** BEGIN Page text **
Blinken set to meet Russia's Lavrov as Ukraine tensions flare
U.S. Secretary of State Antony Blinken is expected to meet Russian Foreign Minister Sergei Lavrov on Thursday during a European security conference, amid escalating tensions over Moscow's build-up of troops near its border with Ukraine. The meeting is due to take place on the sidelines of the summit of the Organization for Security and Cooperation in Europe (OSCE) in Stockholm.
U.S. Secretary of State Antony Blinken is expected to meet Russian Foreign Minister Sergei Lavrov on Thursday during a European security conference, amid escalating tensions over Moscow's build-up of troops near its border with Ukraine.
The meeting is due to take place on the sidelines of the summit of the Organization for Security and Cooperation in Europe (OSCE) in Stockholm. Blinken will also meet separately with Ukrainian Foreign Minister Dmytro Kuleba. Speaking in Riga on Wednesday after a meeting of NATO foreign ministers, Blinken expressed U.S. concerns about Russia's large-scale military operations and what he said were its efforts to destabilise Ukraine from within.
"We don't know whether President (Vladimir) Putin has made the decision to invade. We do know that he's putting in place the capacity to do so in short order, should he so decide," said Blinken. The United States is ready to respond with "a range of high impact economic measures that we have refrained from pursuing in the past", he added, without elaborating.
Blinken is expected to relay to Lavrov the threat of further sanctions if Russia fails to end the troop build-up on Ukraine's border and to remind him that there is a diplomatic solution, a senior State Department official told reporters. "The dialogue is more important when things are not going well," the official said. "Beyond making clear the cost of Russian actions, I’m certain that the Secretary is also going to want to make clear that there is a diplomatic off-ramp."
FLASHPOINT Ukraine, a former Soviet republic that aspires to join the European Union and NATO, has become the main flashpoint between Russia and the West as relations have soured to their worst level in the three decades since the Cold War ended.
** END Page text **
> Exercise task: According to the news report on Blinken's planned meeting with Lavrov, in which city is the OSCE summit taking place?
** BEGIN Data provided **
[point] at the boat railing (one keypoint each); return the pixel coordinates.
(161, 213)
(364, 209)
** END Data provided **
> Output of the task: Stockholm.